Referring expression pointing data:
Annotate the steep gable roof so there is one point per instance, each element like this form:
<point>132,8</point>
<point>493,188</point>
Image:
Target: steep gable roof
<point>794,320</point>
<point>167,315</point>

### [What you need to do]
All of the entries above should be written out again exactly.

### [Written response]
Annotate the steep gable roof so there is one point per instance, each element like this form:
<point>132,8</point>
<point>493,188</point>
Image:
Target: steep gable roof
<point>794,320</point>
<point>167,315</point>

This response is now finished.